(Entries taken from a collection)
━━━━━━

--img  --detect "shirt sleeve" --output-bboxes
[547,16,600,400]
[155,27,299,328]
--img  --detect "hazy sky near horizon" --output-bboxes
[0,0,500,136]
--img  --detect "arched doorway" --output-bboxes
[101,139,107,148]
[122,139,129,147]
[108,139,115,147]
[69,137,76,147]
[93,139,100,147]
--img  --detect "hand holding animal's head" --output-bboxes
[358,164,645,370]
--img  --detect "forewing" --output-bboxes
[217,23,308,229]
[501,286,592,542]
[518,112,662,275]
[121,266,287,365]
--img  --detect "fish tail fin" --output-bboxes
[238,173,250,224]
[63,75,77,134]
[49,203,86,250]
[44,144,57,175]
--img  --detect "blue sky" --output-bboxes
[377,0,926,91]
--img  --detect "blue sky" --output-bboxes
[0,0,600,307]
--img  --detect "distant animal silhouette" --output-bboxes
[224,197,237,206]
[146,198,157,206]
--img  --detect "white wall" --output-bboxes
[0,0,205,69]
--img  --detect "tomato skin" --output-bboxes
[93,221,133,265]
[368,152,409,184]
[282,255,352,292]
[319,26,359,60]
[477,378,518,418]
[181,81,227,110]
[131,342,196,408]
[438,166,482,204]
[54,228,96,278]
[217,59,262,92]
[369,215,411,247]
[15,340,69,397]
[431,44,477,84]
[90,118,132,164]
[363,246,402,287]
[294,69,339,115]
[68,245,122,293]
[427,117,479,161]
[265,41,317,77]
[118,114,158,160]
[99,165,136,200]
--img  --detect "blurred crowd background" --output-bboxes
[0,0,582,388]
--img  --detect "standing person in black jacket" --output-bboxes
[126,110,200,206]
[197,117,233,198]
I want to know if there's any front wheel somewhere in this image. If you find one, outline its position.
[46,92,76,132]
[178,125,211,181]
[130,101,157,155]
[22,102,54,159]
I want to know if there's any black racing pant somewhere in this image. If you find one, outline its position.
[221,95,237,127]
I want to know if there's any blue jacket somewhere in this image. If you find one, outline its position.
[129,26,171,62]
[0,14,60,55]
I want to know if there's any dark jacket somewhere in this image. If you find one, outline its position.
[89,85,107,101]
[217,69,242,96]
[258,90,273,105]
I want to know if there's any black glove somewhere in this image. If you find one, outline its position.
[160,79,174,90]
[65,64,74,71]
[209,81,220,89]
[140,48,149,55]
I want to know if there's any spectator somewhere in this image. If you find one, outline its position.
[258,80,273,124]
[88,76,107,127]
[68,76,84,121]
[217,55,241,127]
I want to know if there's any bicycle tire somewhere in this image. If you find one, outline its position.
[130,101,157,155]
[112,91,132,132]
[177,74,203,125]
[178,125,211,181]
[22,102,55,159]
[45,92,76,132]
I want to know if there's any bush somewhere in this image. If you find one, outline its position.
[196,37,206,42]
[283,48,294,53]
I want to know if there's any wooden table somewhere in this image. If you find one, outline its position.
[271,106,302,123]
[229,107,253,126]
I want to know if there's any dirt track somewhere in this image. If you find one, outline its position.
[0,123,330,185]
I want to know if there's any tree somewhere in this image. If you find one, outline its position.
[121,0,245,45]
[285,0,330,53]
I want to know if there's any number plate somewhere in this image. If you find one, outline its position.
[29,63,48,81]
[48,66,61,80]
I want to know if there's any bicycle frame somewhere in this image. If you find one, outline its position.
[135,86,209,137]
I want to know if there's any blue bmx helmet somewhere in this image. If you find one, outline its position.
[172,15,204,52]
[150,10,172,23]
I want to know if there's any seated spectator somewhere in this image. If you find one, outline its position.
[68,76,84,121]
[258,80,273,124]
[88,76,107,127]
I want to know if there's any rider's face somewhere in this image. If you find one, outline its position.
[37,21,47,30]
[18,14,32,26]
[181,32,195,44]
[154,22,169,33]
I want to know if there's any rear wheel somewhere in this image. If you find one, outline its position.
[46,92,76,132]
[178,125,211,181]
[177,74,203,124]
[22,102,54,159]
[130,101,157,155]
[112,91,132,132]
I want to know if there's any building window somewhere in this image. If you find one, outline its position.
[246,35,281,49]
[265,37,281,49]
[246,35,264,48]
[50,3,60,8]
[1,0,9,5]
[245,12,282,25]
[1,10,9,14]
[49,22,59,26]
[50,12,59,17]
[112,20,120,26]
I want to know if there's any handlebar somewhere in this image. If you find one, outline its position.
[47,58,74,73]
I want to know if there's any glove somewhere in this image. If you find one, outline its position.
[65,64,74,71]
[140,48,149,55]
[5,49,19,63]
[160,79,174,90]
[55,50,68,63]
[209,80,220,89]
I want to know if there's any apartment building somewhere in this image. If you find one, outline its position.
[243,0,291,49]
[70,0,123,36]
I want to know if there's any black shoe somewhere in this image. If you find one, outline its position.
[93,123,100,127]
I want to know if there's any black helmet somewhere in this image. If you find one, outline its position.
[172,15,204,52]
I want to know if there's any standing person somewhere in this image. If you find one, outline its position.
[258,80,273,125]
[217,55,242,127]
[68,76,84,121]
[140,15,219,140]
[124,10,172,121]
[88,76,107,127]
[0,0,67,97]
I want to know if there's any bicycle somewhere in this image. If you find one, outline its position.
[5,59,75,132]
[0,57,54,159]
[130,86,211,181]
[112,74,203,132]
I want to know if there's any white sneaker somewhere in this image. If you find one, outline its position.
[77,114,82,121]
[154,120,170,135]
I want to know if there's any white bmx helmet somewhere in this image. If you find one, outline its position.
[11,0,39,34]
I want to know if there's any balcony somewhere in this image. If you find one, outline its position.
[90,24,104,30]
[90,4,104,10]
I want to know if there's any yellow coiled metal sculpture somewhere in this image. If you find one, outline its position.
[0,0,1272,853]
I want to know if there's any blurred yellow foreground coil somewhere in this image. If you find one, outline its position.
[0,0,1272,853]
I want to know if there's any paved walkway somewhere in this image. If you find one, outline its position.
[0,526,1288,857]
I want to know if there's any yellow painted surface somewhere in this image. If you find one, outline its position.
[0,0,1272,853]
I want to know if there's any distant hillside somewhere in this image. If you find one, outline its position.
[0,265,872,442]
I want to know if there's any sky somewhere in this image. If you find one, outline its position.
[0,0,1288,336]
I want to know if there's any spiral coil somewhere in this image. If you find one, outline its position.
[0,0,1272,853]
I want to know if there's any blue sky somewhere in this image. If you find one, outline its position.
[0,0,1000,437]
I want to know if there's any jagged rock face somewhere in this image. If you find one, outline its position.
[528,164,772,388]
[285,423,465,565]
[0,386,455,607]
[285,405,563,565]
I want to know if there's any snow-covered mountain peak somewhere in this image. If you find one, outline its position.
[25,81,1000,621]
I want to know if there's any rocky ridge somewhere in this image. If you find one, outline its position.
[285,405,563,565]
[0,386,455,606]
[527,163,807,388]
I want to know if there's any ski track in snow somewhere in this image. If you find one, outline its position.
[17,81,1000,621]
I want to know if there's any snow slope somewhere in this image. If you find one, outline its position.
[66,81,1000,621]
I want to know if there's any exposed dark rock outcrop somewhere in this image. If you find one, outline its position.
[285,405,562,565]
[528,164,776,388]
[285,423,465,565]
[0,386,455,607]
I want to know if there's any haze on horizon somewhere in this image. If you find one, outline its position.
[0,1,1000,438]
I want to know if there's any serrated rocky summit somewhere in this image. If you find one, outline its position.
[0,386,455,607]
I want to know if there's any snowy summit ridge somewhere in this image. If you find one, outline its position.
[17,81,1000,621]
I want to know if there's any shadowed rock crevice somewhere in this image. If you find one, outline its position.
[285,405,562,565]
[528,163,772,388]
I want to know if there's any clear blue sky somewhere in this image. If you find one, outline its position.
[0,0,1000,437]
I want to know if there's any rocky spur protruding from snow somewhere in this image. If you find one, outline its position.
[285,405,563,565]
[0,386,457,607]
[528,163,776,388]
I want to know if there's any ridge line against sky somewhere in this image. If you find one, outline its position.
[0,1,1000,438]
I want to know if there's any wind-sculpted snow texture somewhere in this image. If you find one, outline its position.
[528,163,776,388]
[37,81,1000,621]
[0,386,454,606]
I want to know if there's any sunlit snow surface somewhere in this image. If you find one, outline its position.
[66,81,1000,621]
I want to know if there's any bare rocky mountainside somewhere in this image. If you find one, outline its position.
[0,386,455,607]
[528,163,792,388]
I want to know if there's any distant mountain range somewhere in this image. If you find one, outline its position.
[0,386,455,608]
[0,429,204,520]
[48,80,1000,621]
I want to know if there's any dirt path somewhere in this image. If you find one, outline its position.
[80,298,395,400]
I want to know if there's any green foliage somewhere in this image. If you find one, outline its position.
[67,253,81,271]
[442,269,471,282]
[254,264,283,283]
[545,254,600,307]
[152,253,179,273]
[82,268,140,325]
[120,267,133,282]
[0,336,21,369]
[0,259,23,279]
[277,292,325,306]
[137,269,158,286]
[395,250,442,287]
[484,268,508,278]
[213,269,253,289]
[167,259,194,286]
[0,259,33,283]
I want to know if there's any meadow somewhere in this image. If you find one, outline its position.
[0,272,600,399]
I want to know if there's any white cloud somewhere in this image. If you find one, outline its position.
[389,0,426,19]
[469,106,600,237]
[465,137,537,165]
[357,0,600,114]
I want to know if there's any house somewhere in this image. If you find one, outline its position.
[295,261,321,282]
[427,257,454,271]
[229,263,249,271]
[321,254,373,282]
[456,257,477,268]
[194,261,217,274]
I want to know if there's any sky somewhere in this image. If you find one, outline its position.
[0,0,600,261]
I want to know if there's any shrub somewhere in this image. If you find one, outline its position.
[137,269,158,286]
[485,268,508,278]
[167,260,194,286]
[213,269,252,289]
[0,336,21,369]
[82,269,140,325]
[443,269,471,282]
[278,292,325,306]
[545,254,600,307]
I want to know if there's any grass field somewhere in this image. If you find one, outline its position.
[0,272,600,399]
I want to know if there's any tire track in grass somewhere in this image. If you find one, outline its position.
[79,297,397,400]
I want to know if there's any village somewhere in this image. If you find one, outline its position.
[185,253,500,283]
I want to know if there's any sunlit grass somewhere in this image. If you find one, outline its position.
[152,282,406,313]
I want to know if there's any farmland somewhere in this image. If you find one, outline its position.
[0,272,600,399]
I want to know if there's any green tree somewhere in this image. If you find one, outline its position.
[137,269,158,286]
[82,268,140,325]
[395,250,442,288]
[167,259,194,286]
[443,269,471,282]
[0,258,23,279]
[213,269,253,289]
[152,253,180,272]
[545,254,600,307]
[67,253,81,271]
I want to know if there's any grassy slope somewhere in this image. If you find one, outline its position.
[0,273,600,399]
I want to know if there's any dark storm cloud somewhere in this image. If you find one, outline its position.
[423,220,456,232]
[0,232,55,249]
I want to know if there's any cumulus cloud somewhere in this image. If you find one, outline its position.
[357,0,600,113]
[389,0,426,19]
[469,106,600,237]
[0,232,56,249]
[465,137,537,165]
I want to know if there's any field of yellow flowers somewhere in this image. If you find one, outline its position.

━━━━━━

**WHAT YOU WILL DO:**
Return every line above that contains the word "yellow".

**SOLUTION TO THIS EXERCISE:**
I want to know if there's any yellow coiled metal sculpture somewhere in this image. If you find one, outline its position.
I want to know if there's any blurred yellow foreground coil somewhere in this image. If you find one, outline its position.
I want to know if there's any yellow painted surface somewhere in this image. If you find one, outline its position.
I want to know if there's any field of yellow flowers somewhere in this image. If you find one, outline its position.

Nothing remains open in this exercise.